*** Text passage ***

Poststratification, Raking, and Calibration

  • Poststratification of the 2016 American National Election Study data.

    • Script file: poststratification-ANES2016.R

      Required data file: anes-2016-prevote.RData created by the previous script survey-design-objects-ANES2016.R.

      The script makes use of the following add-on packages:

    • Interactive notebook:

      In [1]:
      options(jupyter.rich_display=FALSE) # Create output as usual in R
      load("anes-2016-prevote.RData")
      

      There must not be any missing values in the stratifying variables.

      In [2]:
      anes_2016_vprevote <- subset(anes_2016_prevote,
                                          vote16 != "Inap" &
                                          recall12 != "Inap"
                                          )
      

      In order to make poststratification possible, we need to make sure that the levels of the stratification variables match the population information. Therefore we relabel the variables "recall12" and "vote16".

      In [3]:
      library(memisc)

*** End of Text passage ***
*** Given entries ***

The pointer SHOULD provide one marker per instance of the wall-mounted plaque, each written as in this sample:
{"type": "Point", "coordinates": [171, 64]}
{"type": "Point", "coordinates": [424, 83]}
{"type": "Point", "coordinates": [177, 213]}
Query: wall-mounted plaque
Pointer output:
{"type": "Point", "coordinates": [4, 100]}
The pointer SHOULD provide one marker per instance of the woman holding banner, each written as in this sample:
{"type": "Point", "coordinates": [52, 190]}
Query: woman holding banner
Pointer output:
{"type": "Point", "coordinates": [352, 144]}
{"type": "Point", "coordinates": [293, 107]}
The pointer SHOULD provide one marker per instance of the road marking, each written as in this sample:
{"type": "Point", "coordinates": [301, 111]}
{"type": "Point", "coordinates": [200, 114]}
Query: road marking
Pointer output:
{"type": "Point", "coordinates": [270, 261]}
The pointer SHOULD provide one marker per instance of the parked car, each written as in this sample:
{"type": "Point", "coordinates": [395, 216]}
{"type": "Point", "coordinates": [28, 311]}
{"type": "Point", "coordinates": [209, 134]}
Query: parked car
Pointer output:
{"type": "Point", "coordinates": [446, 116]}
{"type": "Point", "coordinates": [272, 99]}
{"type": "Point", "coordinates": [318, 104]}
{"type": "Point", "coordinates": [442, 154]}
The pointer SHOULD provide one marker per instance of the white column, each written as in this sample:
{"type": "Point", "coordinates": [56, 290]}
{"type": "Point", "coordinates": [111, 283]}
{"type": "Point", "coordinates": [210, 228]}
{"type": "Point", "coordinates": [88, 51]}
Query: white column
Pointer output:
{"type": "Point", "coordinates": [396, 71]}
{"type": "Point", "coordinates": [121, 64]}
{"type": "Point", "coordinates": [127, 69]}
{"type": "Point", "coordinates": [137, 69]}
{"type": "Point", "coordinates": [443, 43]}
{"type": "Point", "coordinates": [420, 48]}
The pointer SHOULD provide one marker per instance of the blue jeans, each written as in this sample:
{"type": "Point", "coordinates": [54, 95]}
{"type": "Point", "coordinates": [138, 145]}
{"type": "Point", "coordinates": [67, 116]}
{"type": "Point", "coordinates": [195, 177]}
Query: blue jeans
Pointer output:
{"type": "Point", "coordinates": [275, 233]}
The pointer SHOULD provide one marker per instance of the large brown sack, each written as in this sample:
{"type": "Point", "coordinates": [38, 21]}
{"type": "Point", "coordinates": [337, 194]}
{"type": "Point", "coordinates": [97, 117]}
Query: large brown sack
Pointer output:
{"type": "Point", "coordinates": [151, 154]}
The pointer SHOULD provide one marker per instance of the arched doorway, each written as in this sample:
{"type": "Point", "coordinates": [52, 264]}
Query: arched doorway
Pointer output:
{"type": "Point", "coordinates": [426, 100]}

*** End of Given entries ***

▶ **Work task 1**
In the text on poststratification of the 2016 ANES data, why are the variables "recall12" and "vote16" relabeled? Answer in one to three sentences.
▶ **Work task 2**
Continue the text on poststratification of the 2016 ANES data from its last line.
The rows have nothing to do with the text on poststratification of the 2016 ANES data.

▶ **Written response 1**
They are relabeled so that the levels of the stratification variables match the population information. That match is needed to make poststratification possible.

▶ **Written response 2**
      
      Loading required package: lattice
      
      Loading required package: MASS
      
      
      Attaching package: ‘memisc’
      
      
      The following objects are masked from ‘package:stats’:
      
          contr.sum, contr.treatment, contrasts
      
      
      The following object is masked from ‘package:base’:
      
          as.array
      
      
      
      In [4]:
      anes_2016_vprevote <- within(anes_2016_vprevote,{
          recall12 <- recall12[,drop=TRUE]
          vote16 <- vote16[,drop=TRUE]
          recall12 <- relabel(recall12,"Did not vote"="No vote")
          vote16 <- relabel(vote16,
                            "Will not vote/Not registered"="No vote")
      })
      save(anes_2016_vprevote,file="anes-2016-vprevote.RData")
      

      Finally, we set up a survey design object:

      In [5]:
      library(survey)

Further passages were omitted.